§ Complete the following
1: Turn the paragraph of the Fulton biography beginning "James G. Fulton was born in Dormont" into a short bulleted list that keeps its main facts.
2: Summarize the Fulton biography in two sentences.
3: Continue the Fulton biography from its last sentence.

James Grove (Jim) Fulton (March 1, 1903 – October 6, 1971) was an American politician who served as a member of the U.S. House of Representatives from Pennsylvania from 1945 to 1971.

Early life and education
James G. Fulton was born in Dormont, Pennsylvania.  He attended the Fine Arts Department of the Carnegie Institute of Technology in Pittsburgh, Pennsylvania, and graduated from Pennsylvania State College at State College, Pennsylvania in 1924 and from Harvard Law School as a Doctor of Laws in 1927.  He was a member of the Allegheny County Board of Law Examiners from 1934 to 1942.  He served in the Pennsylvania State Senate in 1939 and 1940.  He was solicitor for Dormont Borough in 1942.  He worked as publisher of the Mount Lebanon News and several other newspapers.  He was a member of the American Judicature Society, United World Federalists, American Legion and Veterans of Foreign Wars.

Military service
During the Second World War he enlisted in the United States Naval Reserve in 1942 and served in the South Pacific as a lieutenant until discharged in 1945.

§ Given data

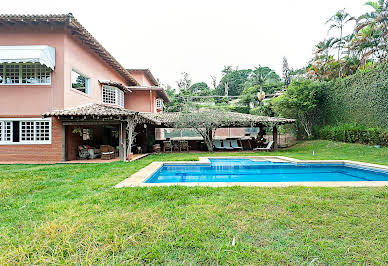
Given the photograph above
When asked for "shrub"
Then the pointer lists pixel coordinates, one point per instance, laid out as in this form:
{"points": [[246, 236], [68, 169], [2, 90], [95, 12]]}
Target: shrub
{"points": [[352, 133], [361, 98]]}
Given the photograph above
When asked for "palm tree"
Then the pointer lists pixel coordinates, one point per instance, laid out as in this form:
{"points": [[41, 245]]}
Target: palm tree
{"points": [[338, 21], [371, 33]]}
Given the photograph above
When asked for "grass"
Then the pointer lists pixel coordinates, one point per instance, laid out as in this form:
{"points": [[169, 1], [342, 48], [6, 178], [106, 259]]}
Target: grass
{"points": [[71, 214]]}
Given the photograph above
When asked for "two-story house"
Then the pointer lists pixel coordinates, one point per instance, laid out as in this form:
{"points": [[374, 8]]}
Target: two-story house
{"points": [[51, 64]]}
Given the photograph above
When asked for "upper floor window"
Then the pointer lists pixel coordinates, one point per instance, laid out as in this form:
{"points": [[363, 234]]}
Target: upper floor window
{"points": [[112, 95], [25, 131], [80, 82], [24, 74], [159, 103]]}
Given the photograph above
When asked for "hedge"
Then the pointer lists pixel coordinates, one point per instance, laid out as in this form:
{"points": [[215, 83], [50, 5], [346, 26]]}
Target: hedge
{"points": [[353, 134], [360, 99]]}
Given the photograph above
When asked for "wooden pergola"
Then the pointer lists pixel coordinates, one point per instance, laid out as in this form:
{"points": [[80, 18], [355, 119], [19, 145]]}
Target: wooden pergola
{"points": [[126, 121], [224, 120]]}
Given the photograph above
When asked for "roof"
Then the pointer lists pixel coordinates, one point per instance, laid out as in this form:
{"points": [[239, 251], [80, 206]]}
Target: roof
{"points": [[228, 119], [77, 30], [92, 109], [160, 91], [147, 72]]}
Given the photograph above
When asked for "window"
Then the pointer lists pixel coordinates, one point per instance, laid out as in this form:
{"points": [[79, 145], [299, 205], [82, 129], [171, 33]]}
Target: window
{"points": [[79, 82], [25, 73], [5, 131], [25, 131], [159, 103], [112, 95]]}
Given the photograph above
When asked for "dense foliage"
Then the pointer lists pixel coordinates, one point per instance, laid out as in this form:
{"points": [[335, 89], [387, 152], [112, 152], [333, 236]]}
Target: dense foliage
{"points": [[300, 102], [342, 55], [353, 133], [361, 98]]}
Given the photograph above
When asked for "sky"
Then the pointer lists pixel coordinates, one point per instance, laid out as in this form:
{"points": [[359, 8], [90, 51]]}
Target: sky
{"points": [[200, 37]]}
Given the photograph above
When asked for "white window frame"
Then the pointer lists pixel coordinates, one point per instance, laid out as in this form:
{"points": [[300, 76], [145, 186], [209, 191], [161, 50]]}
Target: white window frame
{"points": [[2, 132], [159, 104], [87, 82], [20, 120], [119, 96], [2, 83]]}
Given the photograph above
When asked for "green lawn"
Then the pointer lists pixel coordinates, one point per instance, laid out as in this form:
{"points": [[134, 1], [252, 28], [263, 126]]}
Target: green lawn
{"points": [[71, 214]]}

* * *

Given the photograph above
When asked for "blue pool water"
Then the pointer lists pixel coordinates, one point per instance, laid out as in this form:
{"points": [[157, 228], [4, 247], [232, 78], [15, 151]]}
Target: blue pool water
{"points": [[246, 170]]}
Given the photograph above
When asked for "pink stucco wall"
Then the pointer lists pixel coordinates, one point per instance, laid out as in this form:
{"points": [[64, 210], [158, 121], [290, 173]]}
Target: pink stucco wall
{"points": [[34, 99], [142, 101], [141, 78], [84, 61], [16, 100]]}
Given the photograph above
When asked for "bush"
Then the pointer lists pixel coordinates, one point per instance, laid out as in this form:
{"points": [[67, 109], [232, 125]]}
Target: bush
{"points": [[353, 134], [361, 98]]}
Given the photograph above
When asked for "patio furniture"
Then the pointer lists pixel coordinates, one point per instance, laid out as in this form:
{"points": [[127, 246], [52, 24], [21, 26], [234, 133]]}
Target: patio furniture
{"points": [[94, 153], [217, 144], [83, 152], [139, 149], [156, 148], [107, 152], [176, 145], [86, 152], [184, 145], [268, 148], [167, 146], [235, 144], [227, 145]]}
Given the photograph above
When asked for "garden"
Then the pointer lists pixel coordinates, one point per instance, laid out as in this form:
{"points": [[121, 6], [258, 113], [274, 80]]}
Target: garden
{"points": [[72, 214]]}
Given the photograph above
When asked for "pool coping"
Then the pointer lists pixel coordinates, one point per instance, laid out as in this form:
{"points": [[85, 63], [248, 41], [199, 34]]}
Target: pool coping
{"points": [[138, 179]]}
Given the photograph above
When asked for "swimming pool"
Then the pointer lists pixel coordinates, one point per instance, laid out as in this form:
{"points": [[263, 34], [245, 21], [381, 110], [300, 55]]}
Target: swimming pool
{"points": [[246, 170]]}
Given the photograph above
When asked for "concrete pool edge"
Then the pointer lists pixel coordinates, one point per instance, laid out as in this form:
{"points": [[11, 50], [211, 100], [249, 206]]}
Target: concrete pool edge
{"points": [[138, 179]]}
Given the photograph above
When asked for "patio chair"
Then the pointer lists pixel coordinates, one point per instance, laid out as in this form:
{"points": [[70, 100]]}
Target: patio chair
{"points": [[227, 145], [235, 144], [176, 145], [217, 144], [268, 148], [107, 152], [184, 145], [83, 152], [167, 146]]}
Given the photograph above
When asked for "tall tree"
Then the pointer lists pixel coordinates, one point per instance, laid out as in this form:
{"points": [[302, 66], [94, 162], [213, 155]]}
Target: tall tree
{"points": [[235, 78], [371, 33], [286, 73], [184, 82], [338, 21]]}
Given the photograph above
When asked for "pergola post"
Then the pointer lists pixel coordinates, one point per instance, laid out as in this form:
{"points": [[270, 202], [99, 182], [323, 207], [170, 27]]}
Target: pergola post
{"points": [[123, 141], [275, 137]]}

§ Task-by-task outputs
1:
- Born in Dormont, Pennsylvania
- Attended the Fine Arts Department of the Carnegie Institute of Technology in Pittsburgh
- Graduated from Pennsylvania State College in 1924 and from Harvard Law School as a Doctor of Laws in 1927
- Member of the Allegheny County Board of Law Examiners, 1934–1942
- Pennsylvania State Senator, 1939–1940
- Dormont Borough solicitor, 1942
- Publisher of the Mount Lebanon News and several other newspapers
- Member of the American Judicature Society, United World Federalists, American Legion and Veterans of Foreign Wars

2: James Grove Fulton (1903–1971), born in Dormont, Pennsylvania, was an American politician who represented Pennsylvania in the U.S. House of Representatives from 1945 to 1971. Before that he studied at the Carnegie Institute of Technology, Pennsylvania State College and Harvard Law School, served in the Pennsylvania State Senate and as Dormont Borough solicitor, published newspapers, and served in the South Pacific as a Naval Reserve lieutenant during World War II.

3:
United States House of Representatives

In 1944, while still in the service, Fulton was elected as a Republican to the 79th United States Congress, and reelected to the 13 succeeding Congresses, serving from January 3, 1945, until his death from a heart attack in Washington, D.C. on October 6, 1971.  While in Congress he was delegated to the United Nations Conference on Trade and Employment at Havana in 1947 and 1948, and to the 14th General Assembly of United Nations in 1959.  He was a delegate to 1956 Republican National Convention.  In addition he served as an adviser on space to the United States Mission at the United Nations from 1960 to 1969. Fulton voted in favor of the Civil Rights Acts of 1957, 1960, 1964, and 1968, as well as the 24th Amendment to the U.S. Constitution and the Voting Rights Act of 1965.

Space Shuttle
Fulton is credited with saving the Space Shuttle program.  After a heart attack in 1970, Fulton emerged from an ambulance to propose a compromise that eventually saved the funding for the program.

Legacy
He died of a heart attack on October 6, 1971 in Washington, D.C.  He is buried in Mt. Lebanon Cemetery in Pittsburgh, Pennsylvania.

As a memorial to Fulton, the Pittsburgh Foundation has created The James G. Fulton Legislative Internship Program in his honor.

The Congressman James Grove Fulton Memorial Post Office Building in Pittsburgh is named after him.

See also
 List of United States Congress members who died in office (1950–99)

References
 Retrieved on 2008-02-07
The Political Graveyard

Notes

1903 births
1971 deaths
People from Dormont, Pennsylvania
American Presbyterians
Republican Party members of the United States House of Representatives from Pennsylvania
Republican Party Pennsylvania state senators
American newspaper publishers (people)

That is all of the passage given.